**** EXTRACT PROVIDED
In the schedule of the said motion to discharge the interim injunction, as to the ground for the application, it is further stated in page (c) thereof as follows:
“(c) The issue as to whether the use of the label La-Voltic infringes the Plaintiff’s trade mark is yet to be determined consequently the plaintiff can permitted (sic) to continue to trade”.
Again, in its application for variation in the court below, ground (c) on which the application was brought, reads as follows:
“The failure of the trial Judge to entertain the application for stay or vary the injunction effectively grants to the plaintiff’s relief III(c) in the plaintiff s particulars of claim notwithstanding the fact that the question whether La- Voltic is deceptively similar to Volvic is yet to be determined.”
It is because of the likelihood of pre-empting or prejudging the issue or issues for determination in the substantive suit before trying it, that it is said that unless the justice of the case, is as clear as was in the case of Thompson v. Park (1944) 2 All E.R. 477, (where the defendant, was adjudged to be a trespasser), the court should be very, very slow and very hesitant, in making orders for interim injunction.
I wish to pause here and state and this is settled, that the Court of Appeal, has the power to reduce the scope of an “interlocutory” injunction granted by a trial court provided, there is justification for such a cause of action, by “cutting down” so to speak, to its proper size having regard to the mischief apprehended and established before the trial court, See the case of Dr. Saraki v. Kotoye (1990) 4 NWLR (Pt.143) 144@ 191; (1990) 6 SCNJ. 31 @ 191 – per Agbaje, JSC. This power, in my respectful view, will be urgent and also applicable, to an ex-parte/interim injunction as in the instant case.
As to the nature of an ex-parte injunction, the duty of the court and its life span and the discharge of the order. See the case of Ogbonna v. National Union of Road Transport Workers Enugu Branch & 5 Ors. (1990) 3 NWLR (Pt.141) 696 @ 705 – 906 – per Uwaifo, JCA.
********
**** DATA FOR THIS EXERCISE
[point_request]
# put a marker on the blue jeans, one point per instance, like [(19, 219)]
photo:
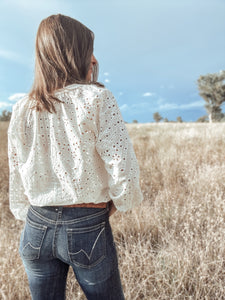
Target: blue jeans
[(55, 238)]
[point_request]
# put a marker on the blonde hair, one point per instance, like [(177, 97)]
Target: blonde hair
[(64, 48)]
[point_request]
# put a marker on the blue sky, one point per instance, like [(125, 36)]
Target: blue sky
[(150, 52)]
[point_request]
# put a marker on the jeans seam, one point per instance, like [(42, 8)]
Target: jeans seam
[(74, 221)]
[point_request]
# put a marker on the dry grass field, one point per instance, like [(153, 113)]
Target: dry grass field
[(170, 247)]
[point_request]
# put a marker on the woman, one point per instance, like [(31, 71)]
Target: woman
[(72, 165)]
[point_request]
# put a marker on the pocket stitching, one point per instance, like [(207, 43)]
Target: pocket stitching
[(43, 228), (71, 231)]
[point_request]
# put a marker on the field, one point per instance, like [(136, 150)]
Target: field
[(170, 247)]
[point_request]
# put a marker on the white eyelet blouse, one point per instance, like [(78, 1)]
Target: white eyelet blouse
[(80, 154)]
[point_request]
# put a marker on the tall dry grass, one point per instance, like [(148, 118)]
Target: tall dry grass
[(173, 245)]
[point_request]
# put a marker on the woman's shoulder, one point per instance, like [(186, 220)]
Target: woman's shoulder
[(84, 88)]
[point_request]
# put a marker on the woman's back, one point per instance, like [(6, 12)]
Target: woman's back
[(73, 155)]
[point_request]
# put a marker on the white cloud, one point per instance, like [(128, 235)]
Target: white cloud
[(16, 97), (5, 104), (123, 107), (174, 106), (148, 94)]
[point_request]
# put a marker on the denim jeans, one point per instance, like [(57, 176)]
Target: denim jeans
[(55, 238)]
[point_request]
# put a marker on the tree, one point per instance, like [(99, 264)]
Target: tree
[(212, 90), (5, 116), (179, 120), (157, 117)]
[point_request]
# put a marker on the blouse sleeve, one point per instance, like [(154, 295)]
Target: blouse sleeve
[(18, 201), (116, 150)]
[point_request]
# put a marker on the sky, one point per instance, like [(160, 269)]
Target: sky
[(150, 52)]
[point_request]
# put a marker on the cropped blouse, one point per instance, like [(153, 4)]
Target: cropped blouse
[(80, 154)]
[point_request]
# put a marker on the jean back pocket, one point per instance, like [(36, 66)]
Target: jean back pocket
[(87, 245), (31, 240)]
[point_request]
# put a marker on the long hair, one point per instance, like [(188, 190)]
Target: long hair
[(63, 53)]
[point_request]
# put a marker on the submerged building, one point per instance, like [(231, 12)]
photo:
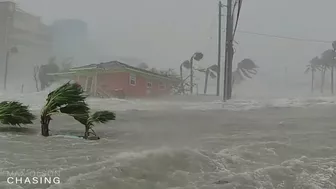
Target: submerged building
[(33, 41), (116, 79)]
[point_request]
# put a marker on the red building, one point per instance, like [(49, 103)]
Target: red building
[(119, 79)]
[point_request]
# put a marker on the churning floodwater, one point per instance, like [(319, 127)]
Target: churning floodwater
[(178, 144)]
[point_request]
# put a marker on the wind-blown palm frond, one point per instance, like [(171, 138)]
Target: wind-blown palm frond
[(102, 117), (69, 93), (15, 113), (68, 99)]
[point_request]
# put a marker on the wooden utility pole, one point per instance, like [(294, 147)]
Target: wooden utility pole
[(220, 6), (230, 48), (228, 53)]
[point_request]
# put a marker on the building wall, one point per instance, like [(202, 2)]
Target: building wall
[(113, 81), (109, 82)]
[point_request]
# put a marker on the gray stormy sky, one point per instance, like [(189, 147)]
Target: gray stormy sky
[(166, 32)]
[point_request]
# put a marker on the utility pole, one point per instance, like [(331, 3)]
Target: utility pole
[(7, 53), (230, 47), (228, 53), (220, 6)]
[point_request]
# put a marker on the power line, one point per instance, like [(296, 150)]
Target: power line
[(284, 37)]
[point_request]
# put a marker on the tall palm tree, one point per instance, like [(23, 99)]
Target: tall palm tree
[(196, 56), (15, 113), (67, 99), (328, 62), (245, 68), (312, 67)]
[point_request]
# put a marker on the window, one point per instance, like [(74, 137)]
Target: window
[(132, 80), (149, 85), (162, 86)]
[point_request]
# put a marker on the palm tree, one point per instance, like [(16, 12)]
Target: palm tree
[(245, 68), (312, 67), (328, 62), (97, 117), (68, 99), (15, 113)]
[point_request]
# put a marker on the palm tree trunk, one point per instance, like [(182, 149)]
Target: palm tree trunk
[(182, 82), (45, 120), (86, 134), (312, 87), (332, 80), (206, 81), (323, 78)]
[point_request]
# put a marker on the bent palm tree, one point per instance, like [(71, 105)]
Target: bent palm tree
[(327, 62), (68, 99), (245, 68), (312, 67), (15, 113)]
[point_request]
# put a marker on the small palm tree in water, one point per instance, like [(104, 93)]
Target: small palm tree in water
********
**** DATA FOR THIS EXERCISE
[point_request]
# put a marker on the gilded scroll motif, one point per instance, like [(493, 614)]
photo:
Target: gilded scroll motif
********
* REQUIREMENT 1:
Answer these questions about the excerpt on the interim injunction, one per line:
(a) Which label is said to raise the question of being deceptively similar to Volvic?
(b) In which case was the defendant adjudged to be a trespasser?
(c) Which justice is named with the case of Dr. Saraki v. Kotoye?
* REQUIREMENT 2: Select every line of the entries that contains the string "blonde", treating uppercase and lowercase as different.
The text and the entries have no connection to each other.

* REPLY 1:
(a) La-Voltic
(b) Thompson v. Park (1944) 2 All E.R. 477
(c) Agbaje, JSC

* REPLY 2:
# put a marker on the blonde hair, one point per instance, like [(177, 97)]
Target: blonde hair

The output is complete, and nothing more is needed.